"""

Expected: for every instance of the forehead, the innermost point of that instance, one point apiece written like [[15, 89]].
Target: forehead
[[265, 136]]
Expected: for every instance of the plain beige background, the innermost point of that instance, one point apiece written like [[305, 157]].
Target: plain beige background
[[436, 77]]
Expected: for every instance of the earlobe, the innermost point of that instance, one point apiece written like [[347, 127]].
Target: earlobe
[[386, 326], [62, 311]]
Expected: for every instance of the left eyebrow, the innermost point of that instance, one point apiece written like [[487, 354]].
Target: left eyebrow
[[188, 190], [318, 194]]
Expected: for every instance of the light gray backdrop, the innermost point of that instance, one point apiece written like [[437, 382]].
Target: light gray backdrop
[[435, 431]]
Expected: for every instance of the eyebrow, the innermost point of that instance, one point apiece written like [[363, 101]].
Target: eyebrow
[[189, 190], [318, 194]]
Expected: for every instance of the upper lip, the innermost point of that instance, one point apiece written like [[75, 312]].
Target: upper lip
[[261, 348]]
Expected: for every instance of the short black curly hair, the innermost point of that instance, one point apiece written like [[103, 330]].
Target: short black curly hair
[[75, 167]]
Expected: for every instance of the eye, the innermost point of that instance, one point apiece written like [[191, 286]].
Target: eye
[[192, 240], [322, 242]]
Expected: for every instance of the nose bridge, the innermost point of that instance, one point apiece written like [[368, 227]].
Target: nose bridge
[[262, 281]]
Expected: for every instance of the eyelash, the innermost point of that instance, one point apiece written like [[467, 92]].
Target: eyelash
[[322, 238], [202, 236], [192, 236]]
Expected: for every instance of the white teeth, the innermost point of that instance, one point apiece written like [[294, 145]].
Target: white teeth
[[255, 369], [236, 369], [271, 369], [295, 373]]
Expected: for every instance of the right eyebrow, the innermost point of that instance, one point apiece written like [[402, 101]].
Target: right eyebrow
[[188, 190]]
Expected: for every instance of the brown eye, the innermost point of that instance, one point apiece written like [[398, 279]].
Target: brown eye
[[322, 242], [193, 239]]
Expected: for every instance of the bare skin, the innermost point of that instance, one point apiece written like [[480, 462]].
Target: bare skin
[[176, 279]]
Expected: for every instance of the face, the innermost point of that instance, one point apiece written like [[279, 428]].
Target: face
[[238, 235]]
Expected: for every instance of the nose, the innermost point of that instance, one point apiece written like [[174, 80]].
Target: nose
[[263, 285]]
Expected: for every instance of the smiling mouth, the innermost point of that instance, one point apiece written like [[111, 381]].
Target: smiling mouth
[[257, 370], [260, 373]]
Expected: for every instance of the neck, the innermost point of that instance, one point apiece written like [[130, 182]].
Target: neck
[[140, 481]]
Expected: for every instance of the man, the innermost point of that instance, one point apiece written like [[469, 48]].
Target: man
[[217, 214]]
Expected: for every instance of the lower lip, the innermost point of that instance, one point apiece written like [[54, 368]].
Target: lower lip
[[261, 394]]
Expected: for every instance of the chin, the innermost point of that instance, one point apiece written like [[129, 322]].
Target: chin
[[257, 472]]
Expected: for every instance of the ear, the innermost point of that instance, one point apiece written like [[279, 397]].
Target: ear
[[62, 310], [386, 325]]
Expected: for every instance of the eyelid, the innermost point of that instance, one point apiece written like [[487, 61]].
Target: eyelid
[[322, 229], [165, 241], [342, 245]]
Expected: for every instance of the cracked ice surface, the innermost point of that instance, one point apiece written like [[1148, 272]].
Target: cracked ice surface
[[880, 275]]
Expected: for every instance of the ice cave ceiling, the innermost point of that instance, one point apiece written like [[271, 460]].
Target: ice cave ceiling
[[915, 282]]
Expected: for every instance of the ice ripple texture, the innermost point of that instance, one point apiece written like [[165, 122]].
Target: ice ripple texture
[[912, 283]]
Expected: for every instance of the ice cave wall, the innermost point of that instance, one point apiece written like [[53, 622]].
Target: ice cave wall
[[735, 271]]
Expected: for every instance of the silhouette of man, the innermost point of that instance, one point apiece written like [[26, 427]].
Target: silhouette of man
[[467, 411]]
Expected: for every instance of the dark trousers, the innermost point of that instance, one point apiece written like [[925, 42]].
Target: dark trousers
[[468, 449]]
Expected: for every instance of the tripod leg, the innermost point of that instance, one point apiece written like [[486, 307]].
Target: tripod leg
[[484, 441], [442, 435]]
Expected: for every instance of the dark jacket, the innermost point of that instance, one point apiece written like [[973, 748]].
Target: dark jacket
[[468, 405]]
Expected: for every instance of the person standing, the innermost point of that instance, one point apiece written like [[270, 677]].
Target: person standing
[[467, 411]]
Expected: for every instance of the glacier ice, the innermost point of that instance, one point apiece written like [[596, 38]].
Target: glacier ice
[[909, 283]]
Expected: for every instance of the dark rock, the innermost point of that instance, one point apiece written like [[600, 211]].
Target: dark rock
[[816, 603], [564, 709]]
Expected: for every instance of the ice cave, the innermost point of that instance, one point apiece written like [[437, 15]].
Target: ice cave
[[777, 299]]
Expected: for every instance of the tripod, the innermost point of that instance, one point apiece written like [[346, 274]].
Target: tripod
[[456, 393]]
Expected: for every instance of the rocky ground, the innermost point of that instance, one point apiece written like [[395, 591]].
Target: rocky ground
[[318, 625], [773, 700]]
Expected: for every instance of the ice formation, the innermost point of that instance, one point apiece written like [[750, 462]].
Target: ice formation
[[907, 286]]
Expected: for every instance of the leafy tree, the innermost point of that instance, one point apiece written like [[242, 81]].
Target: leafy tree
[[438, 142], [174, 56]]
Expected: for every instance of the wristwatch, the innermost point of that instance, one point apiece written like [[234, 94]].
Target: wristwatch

"""

## [SHORT PROBLEM]
Extract, exactly as they appear, the lines from the one containing "Expected: for every instance of the tripod, the" through the final line.

## [REPLY TO THE TASK]
Expected: for every instance of the tripod, the innermost point of that instance, one point apiece written like [[346, 274]].
Target: tripod
[[456, 393]]
Expected: for every instance of the rocky ground, the innermost point of that instance, one point apiece written like [[395, 591]].
Target: rocky ground
[[318, 625], [773, 700]]
Expected: for every instance of the ice formation, the innermost point of that instance, one point apiece written like [[750, 462]].
Target: ice formation
[[907, 286]]
Expected: for every instance of the leafy tree, the innermost point of that instance, one point apiece written like [[242, 81]].
Target: leafy tree
[[438, 142], [174, 56]]
Expected: for every instance of the wristwatch, the innermost point of that instance, one point apiece written like [[234, 94]].
Target: wristwatch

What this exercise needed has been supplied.